▶ [STORED DATA]:
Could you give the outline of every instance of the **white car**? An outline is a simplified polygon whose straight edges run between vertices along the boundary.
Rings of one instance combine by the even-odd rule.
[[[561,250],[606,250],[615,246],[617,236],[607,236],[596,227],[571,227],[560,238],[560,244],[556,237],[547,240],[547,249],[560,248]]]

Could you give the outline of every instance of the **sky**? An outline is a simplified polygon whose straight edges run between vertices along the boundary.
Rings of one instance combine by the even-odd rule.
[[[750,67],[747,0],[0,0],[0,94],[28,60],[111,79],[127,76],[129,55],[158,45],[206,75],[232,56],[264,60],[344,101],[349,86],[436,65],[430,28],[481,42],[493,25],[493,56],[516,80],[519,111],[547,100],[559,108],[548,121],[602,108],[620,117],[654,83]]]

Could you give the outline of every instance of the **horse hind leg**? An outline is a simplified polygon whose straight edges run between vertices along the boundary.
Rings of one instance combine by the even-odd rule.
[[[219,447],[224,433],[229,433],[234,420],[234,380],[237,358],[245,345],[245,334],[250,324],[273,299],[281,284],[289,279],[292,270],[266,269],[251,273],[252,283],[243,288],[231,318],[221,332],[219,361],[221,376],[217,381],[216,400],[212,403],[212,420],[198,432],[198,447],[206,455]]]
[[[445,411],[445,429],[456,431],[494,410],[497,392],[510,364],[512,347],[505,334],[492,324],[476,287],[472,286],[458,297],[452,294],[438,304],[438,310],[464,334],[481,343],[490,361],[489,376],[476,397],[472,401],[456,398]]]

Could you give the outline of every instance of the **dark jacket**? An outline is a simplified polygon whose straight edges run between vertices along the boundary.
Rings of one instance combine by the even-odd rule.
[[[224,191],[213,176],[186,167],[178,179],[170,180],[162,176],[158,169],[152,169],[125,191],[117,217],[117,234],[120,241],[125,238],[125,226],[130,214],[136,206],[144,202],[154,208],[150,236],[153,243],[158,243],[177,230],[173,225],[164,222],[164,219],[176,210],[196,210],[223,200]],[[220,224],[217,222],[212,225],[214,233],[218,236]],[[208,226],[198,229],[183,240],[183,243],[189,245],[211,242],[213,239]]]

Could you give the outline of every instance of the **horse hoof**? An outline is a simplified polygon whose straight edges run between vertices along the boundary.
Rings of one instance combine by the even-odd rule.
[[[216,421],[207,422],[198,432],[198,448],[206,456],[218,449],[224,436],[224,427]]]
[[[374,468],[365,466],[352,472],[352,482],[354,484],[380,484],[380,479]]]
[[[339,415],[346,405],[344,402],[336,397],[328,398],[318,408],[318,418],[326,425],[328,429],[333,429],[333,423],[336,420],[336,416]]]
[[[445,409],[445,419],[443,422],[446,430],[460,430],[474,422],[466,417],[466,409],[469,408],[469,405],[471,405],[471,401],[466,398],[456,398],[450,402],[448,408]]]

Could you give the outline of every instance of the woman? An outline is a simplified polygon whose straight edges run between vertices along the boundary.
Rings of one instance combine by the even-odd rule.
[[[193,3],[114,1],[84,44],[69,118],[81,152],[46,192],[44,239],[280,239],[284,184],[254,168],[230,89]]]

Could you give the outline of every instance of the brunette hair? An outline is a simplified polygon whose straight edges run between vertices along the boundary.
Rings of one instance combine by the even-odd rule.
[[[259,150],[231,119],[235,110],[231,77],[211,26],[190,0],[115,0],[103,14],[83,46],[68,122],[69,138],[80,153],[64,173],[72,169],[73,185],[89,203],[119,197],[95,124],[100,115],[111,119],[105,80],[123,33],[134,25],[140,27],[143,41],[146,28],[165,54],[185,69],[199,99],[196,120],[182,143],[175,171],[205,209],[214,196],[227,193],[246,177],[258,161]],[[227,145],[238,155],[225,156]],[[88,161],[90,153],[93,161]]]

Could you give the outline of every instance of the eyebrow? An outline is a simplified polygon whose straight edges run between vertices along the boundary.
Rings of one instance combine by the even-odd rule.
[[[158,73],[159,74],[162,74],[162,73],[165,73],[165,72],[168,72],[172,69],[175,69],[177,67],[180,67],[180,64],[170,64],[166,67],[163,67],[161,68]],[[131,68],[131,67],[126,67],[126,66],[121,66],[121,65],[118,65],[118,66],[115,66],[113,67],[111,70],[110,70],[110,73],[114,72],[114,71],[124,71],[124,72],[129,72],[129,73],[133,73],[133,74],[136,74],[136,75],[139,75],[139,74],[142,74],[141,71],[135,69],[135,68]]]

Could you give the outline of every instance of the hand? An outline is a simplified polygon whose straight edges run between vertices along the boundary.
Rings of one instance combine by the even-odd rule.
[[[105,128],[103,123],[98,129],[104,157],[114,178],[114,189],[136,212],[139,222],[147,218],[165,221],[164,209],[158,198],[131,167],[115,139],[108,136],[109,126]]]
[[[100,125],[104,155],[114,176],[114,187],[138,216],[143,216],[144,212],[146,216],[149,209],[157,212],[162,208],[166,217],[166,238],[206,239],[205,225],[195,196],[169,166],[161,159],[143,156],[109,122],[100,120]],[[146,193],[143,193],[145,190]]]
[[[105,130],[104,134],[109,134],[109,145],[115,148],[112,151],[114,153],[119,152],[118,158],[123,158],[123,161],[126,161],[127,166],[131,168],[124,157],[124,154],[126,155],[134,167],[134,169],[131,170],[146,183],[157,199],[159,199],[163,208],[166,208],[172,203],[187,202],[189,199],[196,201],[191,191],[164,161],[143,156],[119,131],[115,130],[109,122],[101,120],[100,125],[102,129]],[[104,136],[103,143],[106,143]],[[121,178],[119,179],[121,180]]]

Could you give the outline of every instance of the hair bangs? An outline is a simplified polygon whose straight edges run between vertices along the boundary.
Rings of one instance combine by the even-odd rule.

▶ [TASK DIRECTIONS]: Among the records above, only the lines between the line holding "the **horse hoof**?" and the line holding "Could you give the outline of every instance of the brunette", inclusive, are to be output, exactly as written.

▶ [RESPONSE AREA]:
Could you give the outline of every instance of the **horse hoof**? An outline is a simplified polygon whose straight edges run between vertices along the boundary.
Rings of one instance combine by the even-odd rule.
[[[216,421],[207,422],[198,432],[198,448],[206,456],[218,449],[224,436],[224,427]]]
[[[374,468],[365,466],[352,472],[352,482],[354,484],[380,484],[380,479]]]
[[[339,415],[346,405],[344,402],[336,397],[328,398],[318,408],[318,418],[326,425],[328,429],[333,429],[333,423],[336,420],[336,416]]]
[[[445,409],[445,419],[443,422],[446,430],[460,430],[474,422],[466,417],[466,409],[469,408],[469,405],[471,405],[471,401],[466,398],[456,398],[450,402],[448,408]]]

Could you give the outline of every instance of the woman? An outline is a simplified polygon whose straight edges run between vertices along the boundary.
Rings of one instance combine by the even-odd rule.
[[[193,3],[114,1],[84,44],[69,118],[81,152],[46,192],[44,239],[280,239],[284,184],[254,168],[230,89]]]

Could you give the outline of every instance of the brunette hair? An outline is a simplified polygon whose straight edges run between vertices along the boundary.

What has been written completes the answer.